::: Extract

From ceed17236a7491b44ee2be21f56a41ab997cbe7d Mon Sep 17 00:00:00 2001
From: Jan Kara <jack@suse.cz>
Date: Tue, 3 Jul 2012 16:45:28 +0200
Subject: quota: Split dquot_quota_sync() to writeback and cache flushing part

Split off part of dquot_quota_sync() which writes dquots into a quota file
to a separate function. In the next patch we will use the function from
filesystems and we do not want to abuse ->quota_sync quotactl callback more
than necessary.

Acked-by: Steven Whitehouse <swhiteho@redhat.com>
Reviewed-by: Christoph Hellwig <hch@lst.de>
Signed-off-by: Jan Kara <jack@suse.cz>
Signed-off-by: Al Viro <viro@zeniv.linux.org.uk>
---
 fs/gfs2/quota.c          |  4 ++--
 fs/gfs2/quota.h          |  2 +-
 fs/gfs2/super.c          |  2 +-
 fs/gfs2/sys.c            |  2 +-
 fs/quota/dquot.c         | 24 +++++++++++++++++++++---
 fs/quota/quota.c         |  4 ++--
 fs/sync.c                |  2 +-
 include/linux/quota.h    |  2 +-
 include/linux/quotaops.h |  8 +++++++-
 9 files changed, 37 insertions(+), 13 deletions(-)

(limited to 'fs/sync.c')

diff --git a/fs/gfs2/quota.c b/fs/gfs2/quota.c
index b97178e7d39..27b5cc7d688 100644
--- a/fs/gfs2/quota.c
+++ b/fs/gfs2/quota.c
@@ -1108,7 +1108,7 @@ void gfs2_quota_change(struct gfs2_inode *ip, s64 change,
 	}
 }
 
-int gfs2_quota_sync(struct super_block *sb, int type, int wait)
+int gfs2_quota_sync(struct super_block *sb, int type)
 {
 	struct gfs2_sbd *sdp = sb->s_fs_info;
 	struct gfs2_quota_data **qda;
@@ -1154,7 +1154,7 @@ int gfs2_quota_sync(struct super_block *sb, int type, int wait)
 
 static int gfs2_quota_sync_timeo(struct super_block *sb, int type)

::::::
::: Dataset section

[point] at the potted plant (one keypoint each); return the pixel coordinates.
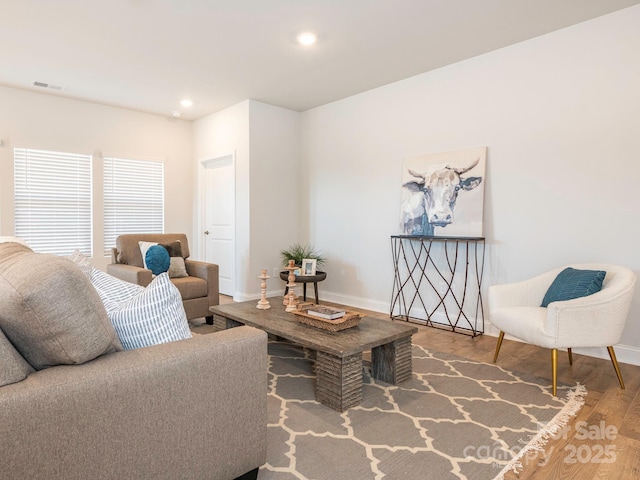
(298, 252)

::::::

Decide whether each statement agrees with the patch, answering yes or no and quoting the deciding words: (a) the patch changes nine files; (b) after the change, gfs2_quota_sync still takes a wait argument; (c) Steven Whitehouse is credited as the reviewer.

(a) Yes: "9 files changed, 37 insertions(+), 13 deletions(-)".
(b) No: "+int gfs2_quota_sync(struct super_block *sb, int type)".
(c) No: "Reviewed-by: Christoph Hellwig <hch@lst.de>".